---------- Quoted passage
- Born: May 26, 1933
- Died: January 30, 2023 (aged 89)
- Education: Butler University (BA)
- Occupation: Author
- Spouse: Cody Sweet ​ ​(m. 1975, divorced)​ Mari Silveus ​ ​(m. 1984, divorced)​ Dark Rain ​(m. 1990)​
- Writing career
- Genre: Western
- Website: www.jamesalexanderthom.com

= James Alexander Thom =

American author (1933–2023)

James Alexander Craig Thom (May 26, 1933 – January 30, 2023) was an American author, best known for his works in the Western genre and colonial American history which are noted for their historical accuracy borne of his painstaking research. Thom graduated from Butler University in 1960 with a BA in Journalism after serving in the United States Marine Corps in the Korean War. He taught a course in journalism at Indiana University, and was a contributor to The Saturday Evening Post. His best known book is Follow the River, based on the Draper's Meadow massacre of 1755.

== Biography ==
James Thom was born May 28, 1933, in Gosport, Indiana, to Jay Webb and Julia Thom, both doctors. He is one of four siblings. He attended Arsenal Tech High School in Indianapolis, and was in the U.S. Marine Corps for three years (1953–1956) during the Korean War, becoming a sergeant. After the war he attended Butler University where he studied English and journalism, earning a BA degree in 1960. He was business editor of the Indianapolis Star (1960–1967), senior editor of the Saturday Evening Post (1967–1994), and was Lecturer at Indiana University (1977–1981). In addition he contributed pieces to Reader's Digest, National Geographic, and Country Gentleman. He was an editor and contributing writer to Nuggets magazine.
--------------------
---------- Dataset extract
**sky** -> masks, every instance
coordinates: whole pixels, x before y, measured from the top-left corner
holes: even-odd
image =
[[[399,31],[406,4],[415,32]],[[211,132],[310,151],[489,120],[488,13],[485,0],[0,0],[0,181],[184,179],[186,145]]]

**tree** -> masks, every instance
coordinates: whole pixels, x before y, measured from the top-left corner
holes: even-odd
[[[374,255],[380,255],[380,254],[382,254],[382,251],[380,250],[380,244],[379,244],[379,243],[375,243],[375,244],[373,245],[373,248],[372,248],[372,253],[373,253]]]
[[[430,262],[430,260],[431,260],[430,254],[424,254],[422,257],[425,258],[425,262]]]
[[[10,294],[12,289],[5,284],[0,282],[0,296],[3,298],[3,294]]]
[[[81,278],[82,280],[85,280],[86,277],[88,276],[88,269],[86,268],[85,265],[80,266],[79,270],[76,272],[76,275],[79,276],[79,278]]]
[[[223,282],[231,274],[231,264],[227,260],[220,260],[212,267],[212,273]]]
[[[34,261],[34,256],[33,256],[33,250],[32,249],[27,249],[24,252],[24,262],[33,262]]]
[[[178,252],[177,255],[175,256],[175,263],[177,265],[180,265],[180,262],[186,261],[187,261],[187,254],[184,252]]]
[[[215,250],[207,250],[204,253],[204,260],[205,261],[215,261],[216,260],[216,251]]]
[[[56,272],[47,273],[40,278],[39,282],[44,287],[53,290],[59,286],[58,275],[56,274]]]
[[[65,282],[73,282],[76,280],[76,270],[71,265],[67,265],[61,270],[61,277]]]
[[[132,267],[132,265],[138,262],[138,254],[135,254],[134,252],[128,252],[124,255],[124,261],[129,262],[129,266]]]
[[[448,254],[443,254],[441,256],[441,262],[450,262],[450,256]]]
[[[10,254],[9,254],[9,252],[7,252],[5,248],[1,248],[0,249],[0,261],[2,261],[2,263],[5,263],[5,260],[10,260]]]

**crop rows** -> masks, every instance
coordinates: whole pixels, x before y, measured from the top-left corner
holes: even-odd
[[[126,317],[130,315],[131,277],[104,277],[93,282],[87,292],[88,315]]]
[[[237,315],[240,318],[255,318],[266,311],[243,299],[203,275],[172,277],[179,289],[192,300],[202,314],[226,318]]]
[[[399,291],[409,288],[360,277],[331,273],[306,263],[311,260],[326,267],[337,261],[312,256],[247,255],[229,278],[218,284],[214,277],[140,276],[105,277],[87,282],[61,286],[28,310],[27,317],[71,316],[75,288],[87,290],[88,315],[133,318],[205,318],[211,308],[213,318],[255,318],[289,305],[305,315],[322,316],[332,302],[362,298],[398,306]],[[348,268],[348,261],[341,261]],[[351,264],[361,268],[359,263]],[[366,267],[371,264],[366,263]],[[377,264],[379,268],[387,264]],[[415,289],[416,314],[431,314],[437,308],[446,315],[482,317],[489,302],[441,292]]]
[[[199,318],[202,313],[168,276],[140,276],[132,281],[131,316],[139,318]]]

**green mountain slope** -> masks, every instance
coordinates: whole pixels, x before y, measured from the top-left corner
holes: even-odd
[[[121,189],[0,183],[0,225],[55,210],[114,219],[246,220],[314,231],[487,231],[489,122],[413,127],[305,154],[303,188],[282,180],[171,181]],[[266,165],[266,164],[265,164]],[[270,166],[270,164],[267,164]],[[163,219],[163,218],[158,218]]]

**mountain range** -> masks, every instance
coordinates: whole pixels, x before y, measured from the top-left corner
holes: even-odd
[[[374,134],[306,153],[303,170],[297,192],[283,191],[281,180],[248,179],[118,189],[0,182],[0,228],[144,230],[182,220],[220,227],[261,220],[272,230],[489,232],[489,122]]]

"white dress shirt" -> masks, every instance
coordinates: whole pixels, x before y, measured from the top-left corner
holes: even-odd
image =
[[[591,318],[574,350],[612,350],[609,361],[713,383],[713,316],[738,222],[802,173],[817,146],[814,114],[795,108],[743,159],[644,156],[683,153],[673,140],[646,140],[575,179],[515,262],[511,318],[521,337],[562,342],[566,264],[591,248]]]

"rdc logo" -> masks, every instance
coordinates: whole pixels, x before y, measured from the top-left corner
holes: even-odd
--------------------
What this task involves | Write the next part of the James Alexander Thom biography, starting after its last sentence. This listing was taken from a separate source.

Response |
He became a free-lance magazine writer and novelist in 1973. He wrote 11 unpublished novels before Spectator Sport, a novel about the tragic events of the 1973 Indianapolis 500, was finally accepted for publication in 1978. He then published his second novel Long Knife, a historical novel about George Rogers Clark, and it became a bestseller, cementing his career as a novelist. Thom's best known book is his third published novel, Follow the River (1981), about the 18th-century escape and journey of Mary Ingles, who had been captured by the Shawnee. It was by far his most successful, selling over 1 million copies and making the New York Times bestseller list. In all he wrote 10 novels, known for their historical accuracy. For example, he ate bugs, worms, bark and roots to understand how Mary Ingles in Follow the River survived. He wanted to immerse himself in the environment of the stories he wrote about. In the early 1980s, Thom restored a 1845 log cabin, where he would live for the rest of his life. He purchased the cabin from a widower and dismantled and rebuilt it at a new location using early 19th century hand tools. "Everything you do is research," he said. "The more you live and learn, the better you can write."

He spent years with a tribe of Shawnee to learn about Tecumseh for his novel Panther in the Sky. It was through this that he would come to meet his future wife, Dark Rain. They were married in 1990, she is co-author with Thom of Warrior Woman, and The Shawnee: Kohkumthena's Grandchildren. His website describes her as the Water Panther Clan Mother of the East of the River Shawnee of Ohio. He was previously married to Cody Sweet (an international platform lecturer), May 16, 1975; and Mari Silveus (a writer), May 28, 1984.

Thom admired Kurt Vonnegut, and took up correspondence with him soon before Vonnegut's death. Both men were Indiana natives and war vets. In 2013, Thom was made an honorary board member of the Kurt Vonnegut Memorial Library in Indianapolis.

Thom won a Golden Spur Award from the Western Writers of America in 1989. He won a number of awards from the Indianapolis Public Library Foundation, including the Lifetime Achievement, and National Indiana Authors Award.

Thom died on January 30, 2023, at the age of 89. His archives are held at Indiana University.

==Works==

===Nonfiction===
- Let the Sunshine In (a collection of essays) (Gibson Publishing, 1976)
- The Spirit of the Place: Indiana Hill Country, photographs by Darryl L. Jones, Indiana University Press (Bloomington, IN), 1995.
- Indiana II, Graphic Arts Center (Portland, OR), 1996.
- The Art and Craft of Writing Historical Fiction (Writer’s Digest Books, 2010)

===Fiction===
- Spectator Sport (a novel about the tragic events of the 1973 Indianapolis 500 auto race) (1978)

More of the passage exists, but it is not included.